» GIVEN PROBLEM 1
Pull out every line of the records below that contains the word "post", matching case exactly.

» EXCERPT

○ ○ ○

Is Evil Dead Burn ‘Too Mean’? Why The Horror Sequel Is Dividing Audiences

WARNING: Contains spoilers for Evil Dead Burn – and many other Evil Dead movies The clue is in the name: Evil Dead. It’s evil! It’s dead! The promise here isn’t exactly rainbows and puppies. But the horror saga – which began with 1981’s The Evil Dead, from a 20-year-old Sam Raimi (quick, someone tell Kane […]

Is Evil Dead Burn ‘Too Mean’? Why The Horror Sequel Is Dividing Audiences

WARNING: Contains spoilers for Evil Dead Burn – and many other Evil Dead movies

The clue is in the name: Evil Dead. It’s evil! It’s dead! The promise here isn’t exactly rainbows and puppies. But the horror saga – which began with 1981’s The Evil Dead, from a 20-year-old Sam Raimi (quick, someone tell Kane Parsons!) – has long been a source of cinematic glee for gore-hounds thanks to their gross-out gags, excessive goop, and chainsaws galore. Groovy.

In recent years though, Evil Dead has got more… well, evil, pitching into much darker territory; this week’s Evil Dead Burn stands among the goriest, gnarliest mainstream horror movies in recent memory. That claim can be worn as a badge of honour, but the reaction to Burn seems divided – a chief complaint among its detractors being: the film is simply “too mean”. Is there such a thing?

○ ○ ○

» Data records
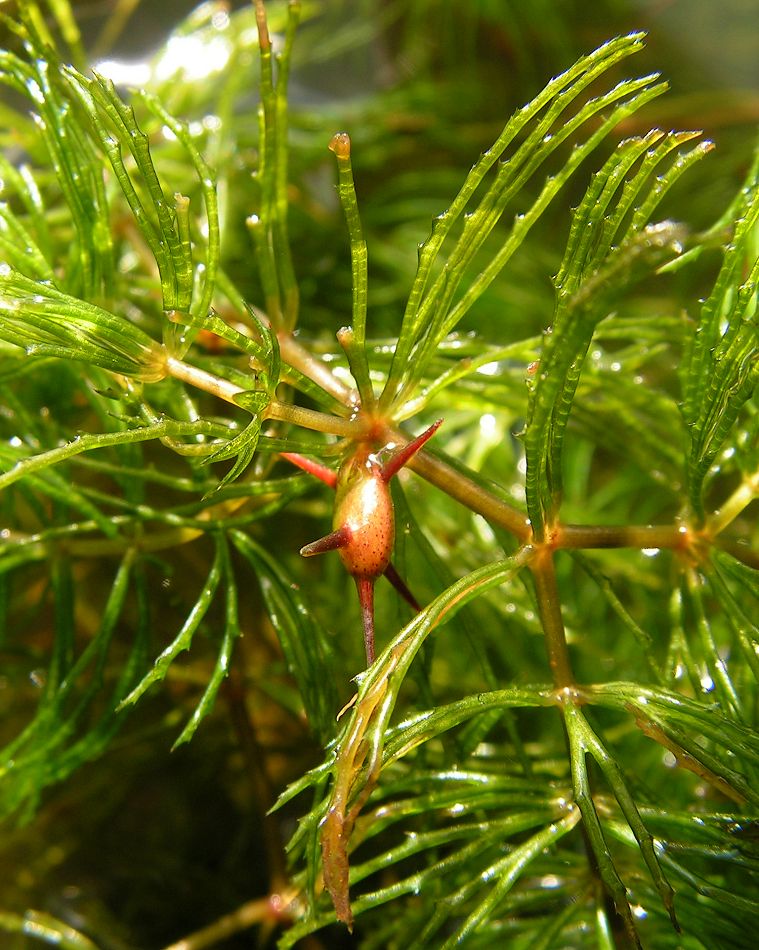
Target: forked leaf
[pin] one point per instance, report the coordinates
(610, 234)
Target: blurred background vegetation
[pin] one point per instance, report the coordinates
(141, 846)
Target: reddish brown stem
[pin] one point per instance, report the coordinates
(365, 588)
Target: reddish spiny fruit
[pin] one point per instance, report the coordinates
(364, 522)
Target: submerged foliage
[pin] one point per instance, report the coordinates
(560, 749)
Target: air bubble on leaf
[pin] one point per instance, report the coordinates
(488, 369)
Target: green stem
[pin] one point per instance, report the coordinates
(549, 607)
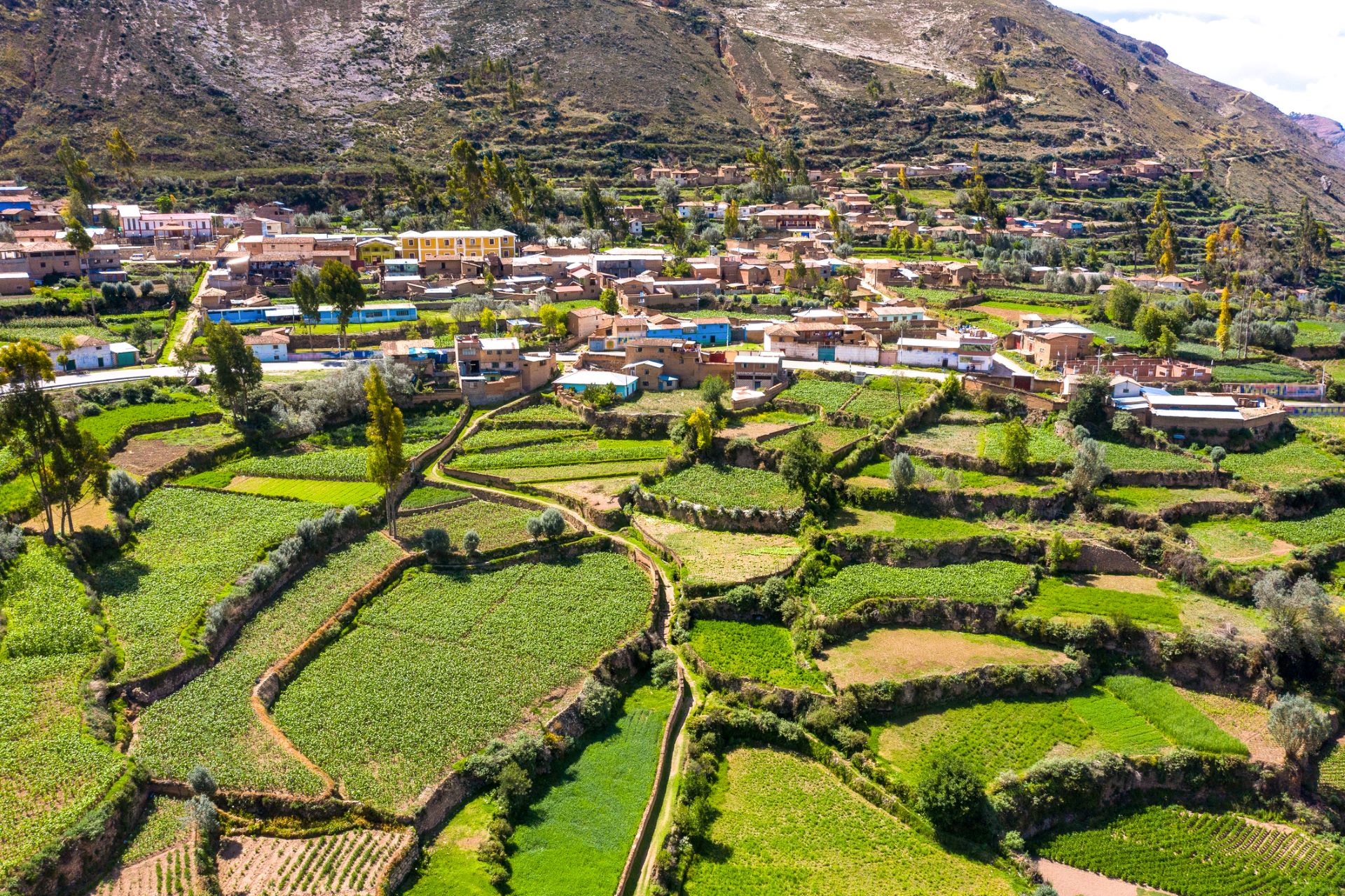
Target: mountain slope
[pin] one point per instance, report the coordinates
(299, 89)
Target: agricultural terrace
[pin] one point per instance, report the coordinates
(710, 558)
(1201, 855)
(985, 581)
(754, 650)
(1130, 717)
(498, 526)
(574, 840)
(715, 486)
(190, 546)
(897, 654)
(446, 661)
(349, 864)
(786, 825)
(51, 769)
(212, 723)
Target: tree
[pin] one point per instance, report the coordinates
(237, 369)
(902, 474)
(1299, 726)
(1017, 447)
(713, 389)
(29, 422)
(338, 286)
(384, 432)
(304, 291)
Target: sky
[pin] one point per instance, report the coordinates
(1290, 53)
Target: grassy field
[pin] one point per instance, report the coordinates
(1201, 855)
(728, 488)
(51, 770)
(441, 663)
(723, 558)
(982, 581)
(574, 840)
(210, 722)
(1131, 598)
(786, 827)
(896, 654)
(750, 650)
(190, 549)
(323, 491)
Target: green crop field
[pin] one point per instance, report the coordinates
(191, 548)
(1146, 605)
(574, 840)
(106, 427)
(51, 770)
(441, 663)
(786, 827)
(1012, 735)
(497, 525)
(210, 722)
(751, 650)
(728, 488)
(323, 491)
(984, 581)
(822, 393)
(1201, 855)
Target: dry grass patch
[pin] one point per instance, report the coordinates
(896, 654)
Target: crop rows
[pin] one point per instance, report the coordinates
(441, 663)
(1203, 855)
(210, 720)
(345, 864)
(193, 545)
(589, 451)
(728, 488)
(985, 581)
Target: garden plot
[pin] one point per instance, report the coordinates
(574, 840)
(191, 546)
(722, 558)
(1201, 855)
(787, 827)
(444, 662)
(754, 650)
(715, 486)
(212, 722)
(985, 581)
(498, 526)
(896, 654)
(350, 864)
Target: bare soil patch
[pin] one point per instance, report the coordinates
(895, 654)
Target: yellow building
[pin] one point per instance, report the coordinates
(466, 244)
(375, 251)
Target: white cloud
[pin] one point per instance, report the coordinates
(1289, 53)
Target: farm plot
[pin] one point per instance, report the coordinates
(1203, 855)
(786, 825)
(728, 488)
(1290, 464)
(722, 558)
(323, 491)
(191, 546)
(441, 663)
(574, 840)
(350, 864)
(751, 650)
(985, 581)
(1012, 735)
(896, 654)
(1133, 598)
(210, 722)
(498, 525)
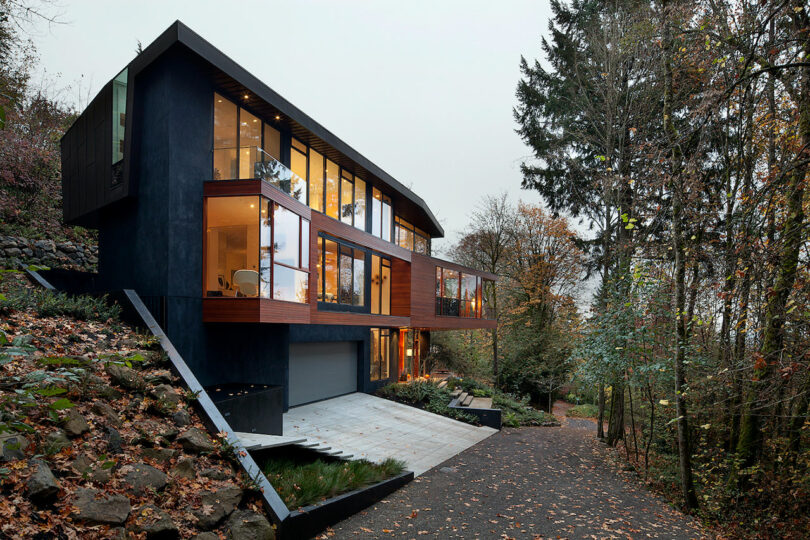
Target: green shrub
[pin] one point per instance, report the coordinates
(52, 304)
(517, 412)
(301, 485)
(586, 410)
(425, 395)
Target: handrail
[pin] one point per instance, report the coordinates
(276, 508)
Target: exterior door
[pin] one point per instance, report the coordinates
(321, 370)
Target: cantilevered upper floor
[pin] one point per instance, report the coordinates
(205, 183)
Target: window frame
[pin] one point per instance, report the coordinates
(320, 292)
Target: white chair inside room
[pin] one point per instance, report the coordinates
(247, 282)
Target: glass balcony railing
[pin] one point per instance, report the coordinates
(253, 162)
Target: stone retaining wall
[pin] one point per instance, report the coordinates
(48, 253)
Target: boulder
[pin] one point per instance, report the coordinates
(195, 441)
(214, 474)
(217, 506)
(12, 446)
(115, 443)
(142, 478)
(82, 463)
(247, 525)
(106, 412)
(185, 469)
(96, 506)
(125, 377)
(206, 536)
(55, 441)
(154, 522)
(74, 424)
(181, 418)
(41, 486)
(166, 394)
(160, 455)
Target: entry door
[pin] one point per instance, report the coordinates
(321, 370)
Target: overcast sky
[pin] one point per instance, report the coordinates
(424, 89)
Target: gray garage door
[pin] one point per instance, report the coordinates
(322, 370)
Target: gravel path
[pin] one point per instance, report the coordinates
(524, 483)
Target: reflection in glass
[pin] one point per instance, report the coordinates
(359, 278)
(286, 239)
(119, 114)
(376, 213)
(265, 248)
(332, 186)
(346, 200)
(304, 243)
(289, 284)
(359, 204)
(250, 143)
(385, 298)
(315, 180)
(376, 284)
(232, 246)
(224, 139)
(330, 271)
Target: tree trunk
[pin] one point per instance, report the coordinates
(616, 421)
(600, 429)
(749, 446)
(678, 245)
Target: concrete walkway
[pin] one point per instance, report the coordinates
(524, 484)
(373, 428)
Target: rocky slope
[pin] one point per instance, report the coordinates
(99, 440)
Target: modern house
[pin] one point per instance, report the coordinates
(269, 250)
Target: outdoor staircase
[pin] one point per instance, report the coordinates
(260, 441)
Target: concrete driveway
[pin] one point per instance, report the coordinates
(373, 428)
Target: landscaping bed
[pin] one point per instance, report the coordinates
(515, 412)
(302, 479)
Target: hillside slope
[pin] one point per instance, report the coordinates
(98, 438)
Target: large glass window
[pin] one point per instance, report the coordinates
(255, 248)
(225, 132)
(232, 239)
(462, 295)
(342, 273)
(246, 147)
(315, 180)
(359, 204)
(346, 199)
(119, 115)
(380, 353)
(332, 189)
(250, 144)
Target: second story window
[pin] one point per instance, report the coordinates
(381, 215)
(245, 147)
(255, 248)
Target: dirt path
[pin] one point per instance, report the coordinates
(524, 483)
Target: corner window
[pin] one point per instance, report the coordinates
(119, 113)
(255, 248)
(459, 294)
(342, 273)
(381, 215)
(380, 285)
(380, 353)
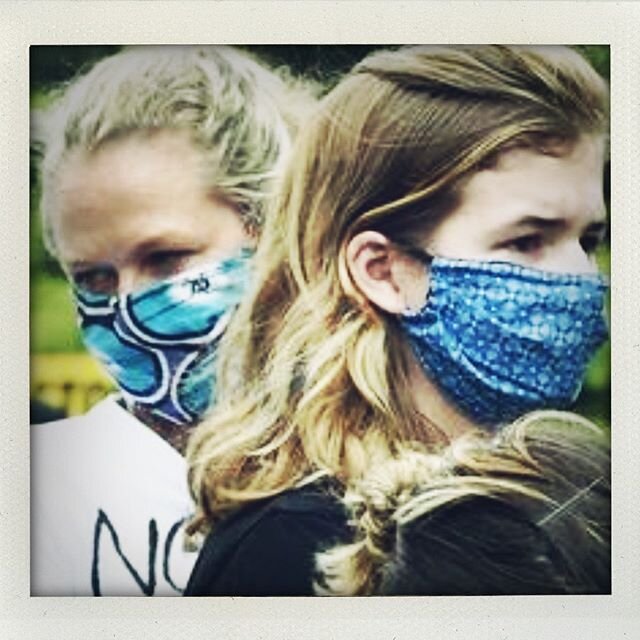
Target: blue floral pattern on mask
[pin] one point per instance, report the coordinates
(501, 339)
(159, 344)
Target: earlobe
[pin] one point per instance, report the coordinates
(377, 268)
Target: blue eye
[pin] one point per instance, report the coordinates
(590, 243)
(526, 244)
(168, 262)
(102, 280)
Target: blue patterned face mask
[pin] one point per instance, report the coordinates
(159, 343)
(500, 339)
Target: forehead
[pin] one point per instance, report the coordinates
(128, 192)
(526, 182)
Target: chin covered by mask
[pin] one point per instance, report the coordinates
(501, 339)
(159, 343)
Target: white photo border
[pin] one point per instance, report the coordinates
(332, 22)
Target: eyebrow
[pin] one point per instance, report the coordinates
(599, 226)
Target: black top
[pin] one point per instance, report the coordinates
(268, 547)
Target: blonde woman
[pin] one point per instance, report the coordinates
(428, 272)
(528, 512)
(157, 164)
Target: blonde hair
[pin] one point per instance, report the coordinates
(551, 468)
(314, 379)
(238, 113)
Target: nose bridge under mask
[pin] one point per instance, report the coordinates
(501, 340)
(159, 343)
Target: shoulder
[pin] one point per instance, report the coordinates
(269, 547)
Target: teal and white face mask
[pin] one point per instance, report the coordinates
(501, 339)
(159, 343)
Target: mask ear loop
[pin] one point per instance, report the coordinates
(425, 258)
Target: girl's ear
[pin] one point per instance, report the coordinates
(389, 278)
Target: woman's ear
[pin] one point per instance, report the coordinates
(385, 275)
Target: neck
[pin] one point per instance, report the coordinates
(432, 404)
(175, 434)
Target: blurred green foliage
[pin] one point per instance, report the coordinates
(53, 326)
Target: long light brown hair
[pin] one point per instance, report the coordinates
(313, 378)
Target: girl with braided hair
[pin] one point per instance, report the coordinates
(526, 513)
(427, 272)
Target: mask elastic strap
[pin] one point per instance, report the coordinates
(418, 253)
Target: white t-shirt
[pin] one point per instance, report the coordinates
(108, 501)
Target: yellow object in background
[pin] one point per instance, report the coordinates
(73, 382)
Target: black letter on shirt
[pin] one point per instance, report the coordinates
(167, 552)
(147, 588)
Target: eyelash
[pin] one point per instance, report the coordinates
(590, 243)
(524, 244)
(533, 242)
(174, 257)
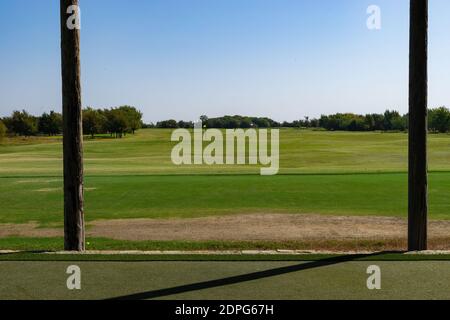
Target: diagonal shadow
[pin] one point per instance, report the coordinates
(243, 278)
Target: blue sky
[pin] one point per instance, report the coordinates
(183, 58)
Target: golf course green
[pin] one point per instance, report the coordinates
(330, 173)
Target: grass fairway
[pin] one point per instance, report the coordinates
(331, 173)
(121, 197)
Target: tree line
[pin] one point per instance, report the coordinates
(390, 120)
(113, 121)
(126, 119)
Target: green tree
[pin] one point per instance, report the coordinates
(439, 120)
(23, 124)
(50, 124)
(93, 122)
(117, 122)
(134, 118)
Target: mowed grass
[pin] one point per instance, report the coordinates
(338, 173)
(148, 152)
(338, 279)
(121, 197)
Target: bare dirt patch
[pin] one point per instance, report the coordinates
(294, 231)
(28, 230)
(260, 227)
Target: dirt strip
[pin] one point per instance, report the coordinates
(249, 227)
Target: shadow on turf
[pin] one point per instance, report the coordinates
(244, 278)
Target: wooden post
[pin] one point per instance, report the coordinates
(74, 238)
(418, 90)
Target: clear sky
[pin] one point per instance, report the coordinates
(183, 58)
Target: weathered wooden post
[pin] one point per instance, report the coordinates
(418, 90)
(74, 238)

○ ○ ○

» GIVEN PROBLEM 2
Write the next part of the Evil Dead Burn article above, picking up after its final sentence.

» RESULT 1
Target: wooden post
Target: weathered wooden post

» RESULT 2
Evil Dead Burn

It’s a complicated question, particularly where Evil Dead is concerned. To most fans, Evil Dead means ghoulish fun; horror films with Looney Tunes logic, flinging blood and guts with gay abandon. This is primarily true of Evil Dead II, the comedy-horror core of Raimi’s original trilogy, as well as 1992 threequel Army Of Darkness, more a fantasy-comedy than anything else. But his original The Evil Dead is far less comedic, raw and lo-fi; its infamous (and regrettable) ‘tree-rape’ scene saw it banned in the UK’s video nasties scandal.

That viciousness evolved in 2013’s brutal remake, Evil Dead – the film closest tonally to Burn. Director Fede Alvarez took the base elements of Raimi’s original – a cabin in the woods, a bunch of friends, a book of the dead that summons soul-swallowing demons – and reimagined it with wince-worthy gore, blunt-force violence, and a sense of genuine malevolence. A similarly hardcore approach was taken by Lee Cronin in 2023’s Evil Dead Rise, albeit more studded with Raimi humour. Burn – a direct Rise sequel – takes that darkness even further.

The sheer act of cranking all the dials to 11 is itself a Raimi-ism.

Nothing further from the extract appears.